**WHAT THE TASK REQUIRES:** Copy the records word for word from the line holding "Put a dot on each instance of the roof" through the end of the records, including both of those lines. Leave the pictures out of your answer.

[Image location labeling records]
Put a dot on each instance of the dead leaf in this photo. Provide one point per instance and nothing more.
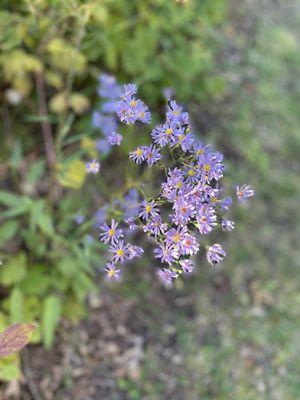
(15, 338)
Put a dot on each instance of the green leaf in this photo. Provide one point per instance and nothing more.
(7, 231)
(17, 204)
(9, 199)
(16, 306)
(50, 319)
(37, 281)
(14, 271)
(10, 368)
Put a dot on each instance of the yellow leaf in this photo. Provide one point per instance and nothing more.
(73, 174)
(15, 338)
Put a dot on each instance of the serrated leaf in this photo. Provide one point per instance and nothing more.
(50, 319)
(15, 338)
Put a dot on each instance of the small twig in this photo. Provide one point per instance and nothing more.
(46, 127)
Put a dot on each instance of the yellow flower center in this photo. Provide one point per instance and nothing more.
(176, 238)
(139, 152)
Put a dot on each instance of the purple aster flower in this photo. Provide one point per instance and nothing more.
(225, 204)
(121, 251)
(130, 109)
(111, 272)
(215, 254)
(115, 139)
(103, 146)
(79, 219)
(152, 155)
(148, 208)
(108, 87)
(167, 254)
(159, 136)
(189, 245)
(110, 233)
(138, 155)
(155, 226)
(175, 114)
(191, 173)
(128, 91)
(175, 236)
(168, 93)
(211, 166)
(200, 150)
(243, 192)
(184, 211)
(187, 265)
(93, 167)
(134, 251)
(227, 225)
(166, 276)
(131, 204)
(206, 219)
(131, 223)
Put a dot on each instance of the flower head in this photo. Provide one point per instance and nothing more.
(187, 265)
(152, 155)
(93, 167)
(227, 225)
(138, 155)
(110, 233)
(244, 191)
(167, 253)
(121, 251)
(115, 139)
(148, 208)
(111, 272)
(215, 254)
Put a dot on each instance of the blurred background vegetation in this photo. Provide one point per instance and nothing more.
(231, 331)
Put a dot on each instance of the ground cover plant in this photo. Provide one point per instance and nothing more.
(227, 331)
(52, 53)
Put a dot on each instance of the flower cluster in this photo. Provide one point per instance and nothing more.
(130, 109)
(120, 250)
(190, 204)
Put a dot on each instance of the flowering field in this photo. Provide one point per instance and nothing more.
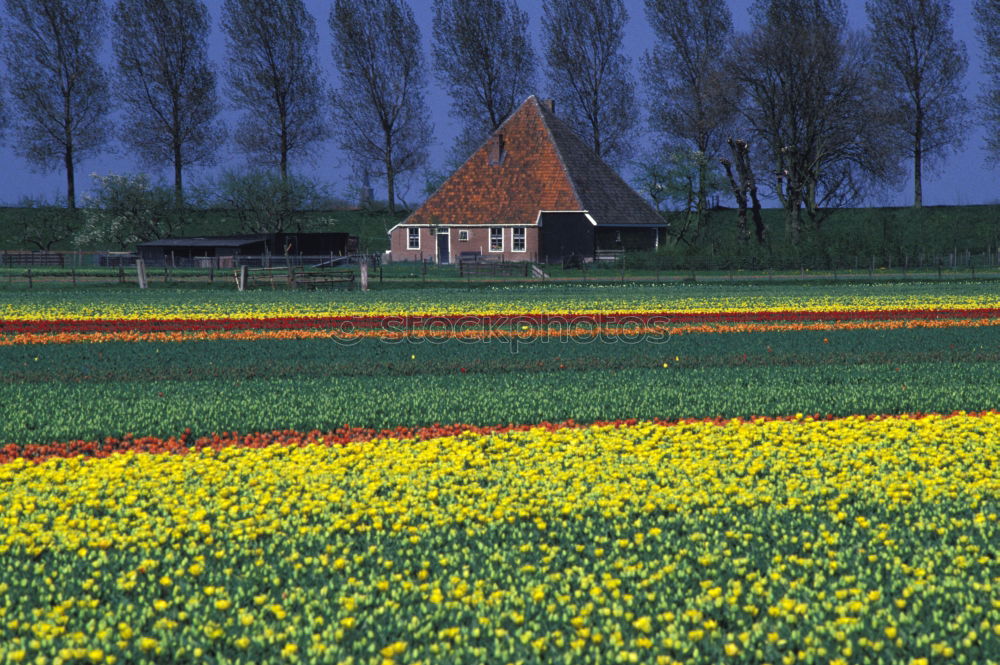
(264, 479)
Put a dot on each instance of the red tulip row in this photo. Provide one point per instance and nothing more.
(494, 321)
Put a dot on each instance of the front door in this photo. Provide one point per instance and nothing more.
(444, 247)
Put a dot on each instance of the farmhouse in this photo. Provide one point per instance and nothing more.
(533, 192)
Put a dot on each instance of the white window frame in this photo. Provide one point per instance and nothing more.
(513, 239)
(492, 229)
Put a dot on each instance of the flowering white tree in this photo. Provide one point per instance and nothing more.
(127, 209)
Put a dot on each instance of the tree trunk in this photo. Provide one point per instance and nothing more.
(741, 200)
(702, 194)
(70, 177)
(178, 177)
(918, 150)
(283, 158)
(390, 172)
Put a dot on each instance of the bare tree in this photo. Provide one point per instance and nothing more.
(686, 78)
(59, 89)
(483, 56)
(987, 13)
(744, 186)
(273, 77)
(166, 83)
(589, 75)
(264, 202)
(381, 116)
(920, 66)
(806, 83)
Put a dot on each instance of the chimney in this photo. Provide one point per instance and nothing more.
(496, 151)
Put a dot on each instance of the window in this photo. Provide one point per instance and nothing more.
(496, 238)
(517, 240)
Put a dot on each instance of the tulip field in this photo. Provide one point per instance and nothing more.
(542, 474)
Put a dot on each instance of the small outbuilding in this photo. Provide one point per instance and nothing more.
(533, 192)
(222, 251)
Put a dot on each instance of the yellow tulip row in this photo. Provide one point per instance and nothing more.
(828, 541)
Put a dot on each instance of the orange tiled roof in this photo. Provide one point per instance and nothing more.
(545, 167)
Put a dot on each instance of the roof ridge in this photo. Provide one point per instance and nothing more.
(476, 152)
(607, 167)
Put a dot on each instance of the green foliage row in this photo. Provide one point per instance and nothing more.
(333, 359)
(44, 412)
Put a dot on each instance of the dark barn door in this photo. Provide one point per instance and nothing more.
(444, 247)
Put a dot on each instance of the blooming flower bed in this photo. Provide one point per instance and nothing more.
(258, 480)
(772, 541)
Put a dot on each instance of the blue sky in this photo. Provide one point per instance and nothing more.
(963, 178)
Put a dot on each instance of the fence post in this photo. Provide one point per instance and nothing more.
(140, 272)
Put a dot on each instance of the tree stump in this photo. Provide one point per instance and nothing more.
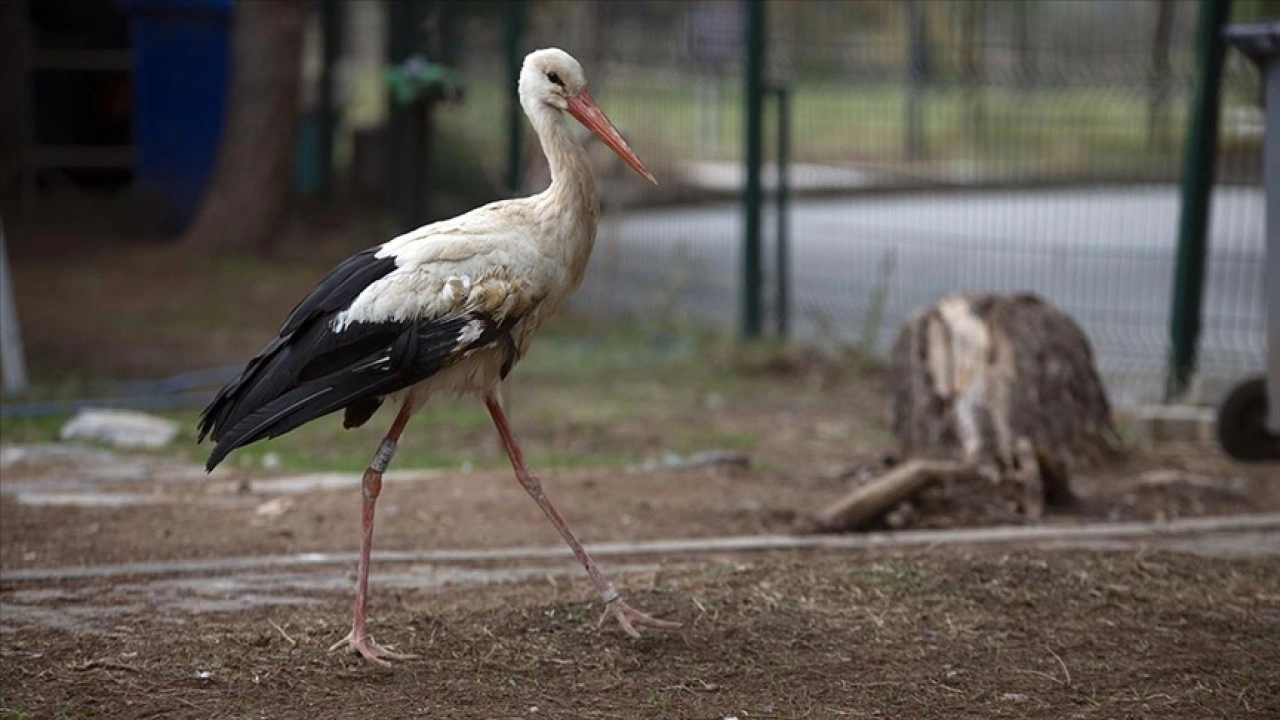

**TASK OUTPUT:**
Put a dot on each instance of the roof ridge in this photo. Provide one point per instance and nothing more.
(476, 152)
(607, 167)
Put a dot on each instance of the green foliage row in this photo. Provide one point per instance and nothing more.
(333, 359)
(44, 412)
Put a dot on each instance of the dark barn door in this photo. Provide one point per instance and nothing more.
(444, 247)
Put a dot on each instance of the blooming flower bed in this photo. Provide one point per instance and nothing more.
(258, 480)
(772, 541)
Put a dot on each instance of the blue sky in this photo. Provide one point per instance and nothing more.
(963, 178)
Put a dot on each instance of the fence post in this photo. Provide one point per instance and nothing more.
(140, 272)
Put a dot on each instance of the tree stump in this photo. Provide one point per instance and nothing more.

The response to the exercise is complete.